__What you need to do__. Find the word "shirt" in the data. Return every line where it appears.

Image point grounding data
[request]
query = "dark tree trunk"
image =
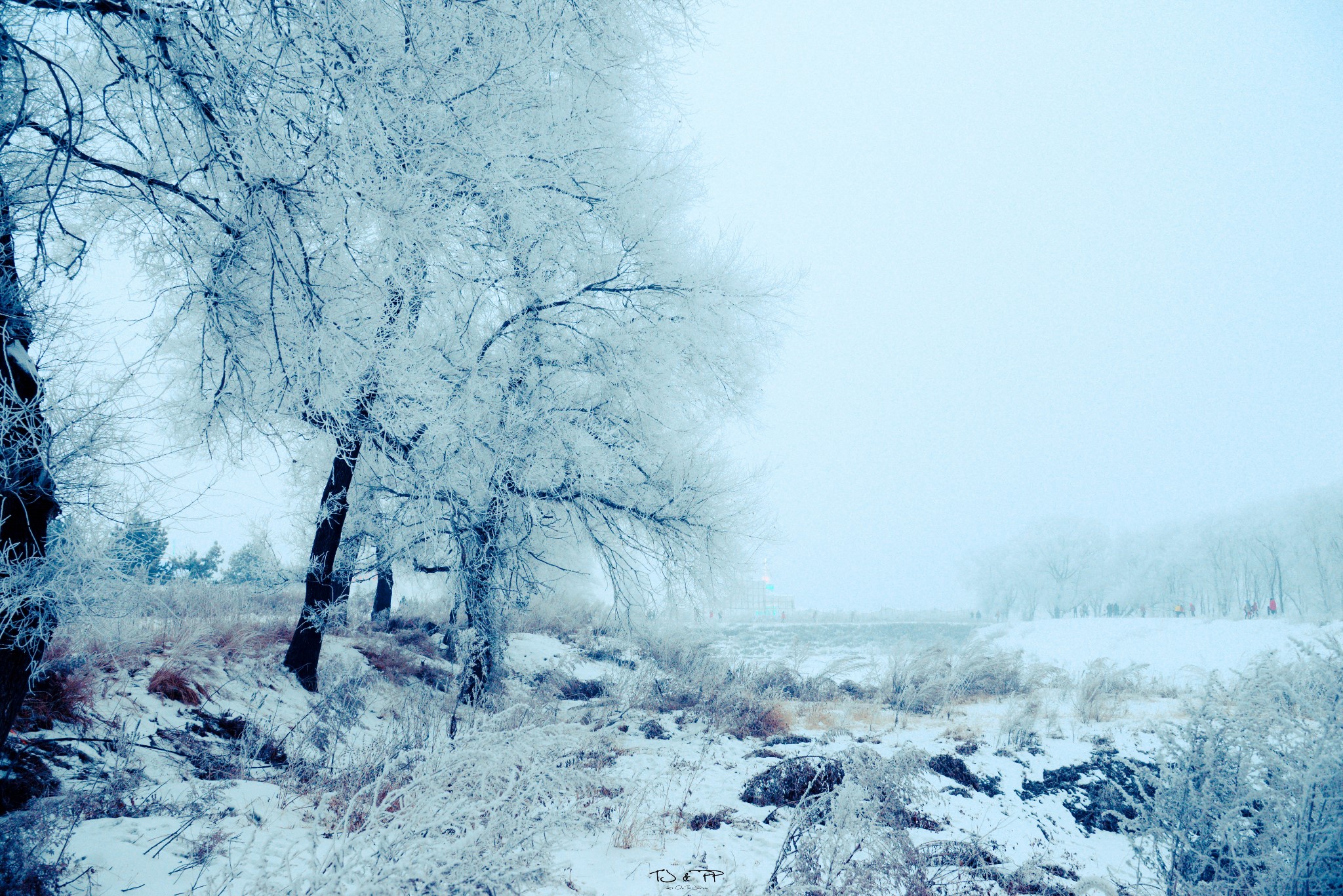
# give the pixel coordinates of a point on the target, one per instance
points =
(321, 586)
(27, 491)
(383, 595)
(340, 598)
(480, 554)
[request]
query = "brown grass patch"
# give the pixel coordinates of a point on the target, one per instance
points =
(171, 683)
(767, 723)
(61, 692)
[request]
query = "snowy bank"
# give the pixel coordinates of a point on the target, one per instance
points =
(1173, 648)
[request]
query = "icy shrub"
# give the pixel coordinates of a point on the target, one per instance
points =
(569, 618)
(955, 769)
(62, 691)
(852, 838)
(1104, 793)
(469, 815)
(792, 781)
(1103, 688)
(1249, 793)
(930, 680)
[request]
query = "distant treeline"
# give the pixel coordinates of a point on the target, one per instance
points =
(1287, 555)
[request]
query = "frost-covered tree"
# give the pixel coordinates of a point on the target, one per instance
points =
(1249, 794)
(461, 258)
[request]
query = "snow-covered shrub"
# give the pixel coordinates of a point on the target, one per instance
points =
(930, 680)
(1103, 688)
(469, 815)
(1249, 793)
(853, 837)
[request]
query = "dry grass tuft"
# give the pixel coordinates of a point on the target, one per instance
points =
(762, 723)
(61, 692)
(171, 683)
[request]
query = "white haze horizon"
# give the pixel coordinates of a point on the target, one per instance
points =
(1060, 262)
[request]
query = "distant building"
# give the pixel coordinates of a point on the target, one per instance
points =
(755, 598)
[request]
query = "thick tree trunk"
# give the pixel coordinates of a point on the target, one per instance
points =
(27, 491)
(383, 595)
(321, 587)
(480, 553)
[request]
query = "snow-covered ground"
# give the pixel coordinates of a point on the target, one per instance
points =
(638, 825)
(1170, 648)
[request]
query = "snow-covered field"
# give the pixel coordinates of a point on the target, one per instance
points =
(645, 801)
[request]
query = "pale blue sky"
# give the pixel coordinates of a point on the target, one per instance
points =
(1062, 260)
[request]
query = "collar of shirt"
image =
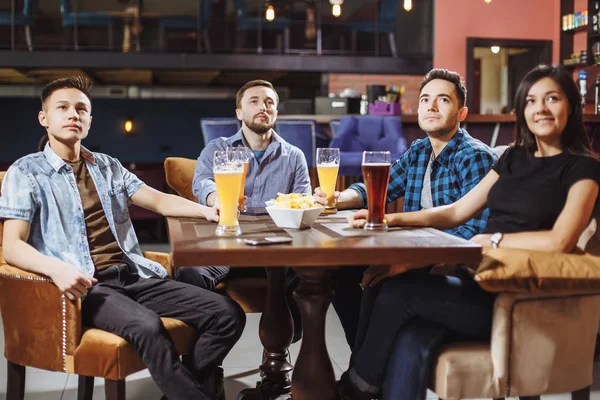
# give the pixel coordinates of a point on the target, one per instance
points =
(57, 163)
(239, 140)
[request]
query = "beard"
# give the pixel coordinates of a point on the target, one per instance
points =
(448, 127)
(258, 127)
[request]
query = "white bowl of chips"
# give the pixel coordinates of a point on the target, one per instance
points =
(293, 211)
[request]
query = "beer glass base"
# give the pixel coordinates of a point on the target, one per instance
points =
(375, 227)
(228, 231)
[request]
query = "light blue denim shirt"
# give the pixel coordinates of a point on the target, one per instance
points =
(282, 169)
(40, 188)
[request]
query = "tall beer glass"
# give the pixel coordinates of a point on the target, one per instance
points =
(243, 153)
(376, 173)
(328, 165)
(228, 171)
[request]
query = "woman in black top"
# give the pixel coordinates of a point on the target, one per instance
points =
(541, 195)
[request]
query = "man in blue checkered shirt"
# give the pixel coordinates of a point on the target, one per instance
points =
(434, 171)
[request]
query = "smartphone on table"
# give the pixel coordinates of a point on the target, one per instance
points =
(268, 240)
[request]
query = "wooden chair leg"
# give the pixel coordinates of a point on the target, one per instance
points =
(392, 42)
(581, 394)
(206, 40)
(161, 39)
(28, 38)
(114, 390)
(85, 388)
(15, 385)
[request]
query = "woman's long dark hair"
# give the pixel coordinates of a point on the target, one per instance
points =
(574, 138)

...

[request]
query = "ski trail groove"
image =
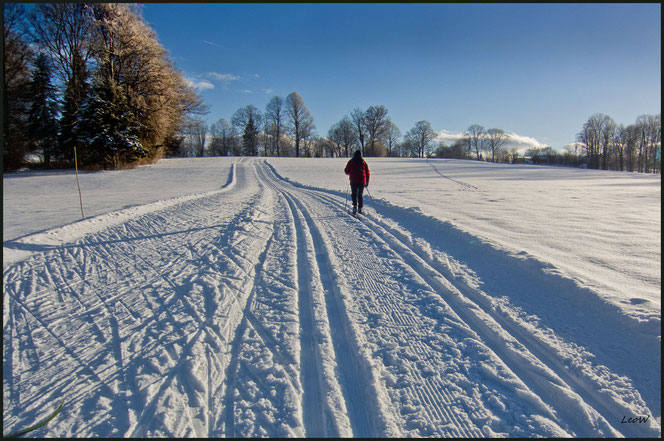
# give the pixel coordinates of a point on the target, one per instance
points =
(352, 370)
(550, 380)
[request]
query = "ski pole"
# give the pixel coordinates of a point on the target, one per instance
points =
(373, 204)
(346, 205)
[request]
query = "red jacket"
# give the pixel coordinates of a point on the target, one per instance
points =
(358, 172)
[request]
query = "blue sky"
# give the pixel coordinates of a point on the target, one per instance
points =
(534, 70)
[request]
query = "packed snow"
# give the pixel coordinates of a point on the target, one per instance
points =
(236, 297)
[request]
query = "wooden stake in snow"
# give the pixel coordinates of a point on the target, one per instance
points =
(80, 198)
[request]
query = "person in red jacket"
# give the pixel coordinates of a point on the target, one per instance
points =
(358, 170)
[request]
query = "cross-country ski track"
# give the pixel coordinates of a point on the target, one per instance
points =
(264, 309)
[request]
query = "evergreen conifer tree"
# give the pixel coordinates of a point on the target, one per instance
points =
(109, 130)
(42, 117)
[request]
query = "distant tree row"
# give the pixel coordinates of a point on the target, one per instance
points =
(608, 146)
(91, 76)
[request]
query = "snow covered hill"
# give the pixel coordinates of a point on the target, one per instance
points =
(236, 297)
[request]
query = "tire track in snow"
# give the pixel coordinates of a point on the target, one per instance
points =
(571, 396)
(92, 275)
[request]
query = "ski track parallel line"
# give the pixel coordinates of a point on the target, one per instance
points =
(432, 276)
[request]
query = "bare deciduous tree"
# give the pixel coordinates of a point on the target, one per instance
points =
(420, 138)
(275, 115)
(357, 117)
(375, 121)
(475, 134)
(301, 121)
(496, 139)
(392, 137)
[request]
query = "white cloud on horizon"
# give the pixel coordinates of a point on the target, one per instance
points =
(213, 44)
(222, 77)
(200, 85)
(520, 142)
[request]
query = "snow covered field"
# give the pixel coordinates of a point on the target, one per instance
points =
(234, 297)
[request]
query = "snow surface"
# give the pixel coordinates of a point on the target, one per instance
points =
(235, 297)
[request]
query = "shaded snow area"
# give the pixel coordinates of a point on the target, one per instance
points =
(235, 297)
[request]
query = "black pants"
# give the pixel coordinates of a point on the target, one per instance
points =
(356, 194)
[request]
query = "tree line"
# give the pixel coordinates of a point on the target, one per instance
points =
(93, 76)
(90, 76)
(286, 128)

__Response below__.
query = "collar of shirt"
query = "light blue denim shirt"
query = "man in blue checkered shirt"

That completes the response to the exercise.